* **What you should do**
Reproduce every line of the listing as written, apart from the pictures.

* **Source material**
----

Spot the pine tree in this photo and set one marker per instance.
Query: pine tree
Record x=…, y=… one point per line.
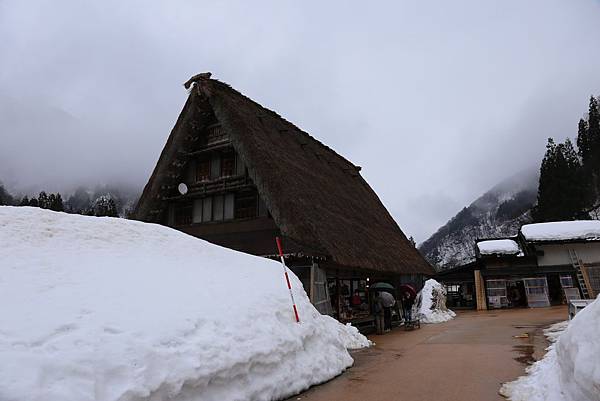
x=42, y=200
x=80, y=202
x=593, y=126
x=583, y=141
x=561, y=193
x=5, y=197
x=56, y=203
x=105, y=207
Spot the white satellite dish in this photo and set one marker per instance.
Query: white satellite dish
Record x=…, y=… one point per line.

----

* **Complete response**
Spot the pine tree in this photo and set one marker per instance.
Query: pine tree
Record x=…, y=… one point per line.
x=42, y=200
x=80, y=202
x=593, y=126
x=583, y=141
x=561, y=193
x=5, y=197
x=56, y=203
x=105, y=207
Spot the white satellite dish in this photo and set one marker per instance.
Query: white satellite dish
Record x=…, y=… one point per line.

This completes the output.